- Source data -
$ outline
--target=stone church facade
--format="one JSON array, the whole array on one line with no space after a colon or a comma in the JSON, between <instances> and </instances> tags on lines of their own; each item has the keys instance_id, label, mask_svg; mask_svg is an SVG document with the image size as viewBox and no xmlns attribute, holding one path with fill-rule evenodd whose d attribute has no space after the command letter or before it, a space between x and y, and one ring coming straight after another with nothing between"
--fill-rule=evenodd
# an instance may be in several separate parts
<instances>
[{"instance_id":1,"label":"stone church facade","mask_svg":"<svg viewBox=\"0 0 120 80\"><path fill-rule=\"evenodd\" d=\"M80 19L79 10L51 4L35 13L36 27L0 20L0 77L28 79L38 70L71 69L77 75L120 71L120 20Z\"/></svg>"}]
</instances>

- Stated problem -
Render every line of the listing above as a Markdown table with the columns No. and Text, leaving out any blank lines.

- Exercise solution -
| No. | Text |
|---|---|
| 1 | $ outline |
| 2 | --target=stone church facade |
| 3 | --format="one JSON array, the whole array on one line with no space after a colon or a comma in the JSON, between <instances> and </instances> tags on lines of their own; each item has the keys instance_id, label, mask_svg; mask_svg is an SVG document with the image size as viewBox and no xmlns attribute, holding one path with fill-rule evenodd whose d attribute has no space after the command letter or before it, a space between x and y, and one ring coming straight after another with nothing between" |
| 4 | --fill-rule=evenodd |
| 5 | # an instance may be in several separate parts |
| 6 | <instances> |
| 7 | [{"instance_id":1,"label":"stone church facade","mask_svg":"<svg viewBox=\"0 0 120 80\"><path fill-rule=\"evenodd\" d=\"M80 19L79 10L51 4L35 13L36 27L0 20L0 77L28 79L38 70L71 69L77 75L120 71L120 20Z\"/></svg>"}] |
| 8 | </instances> |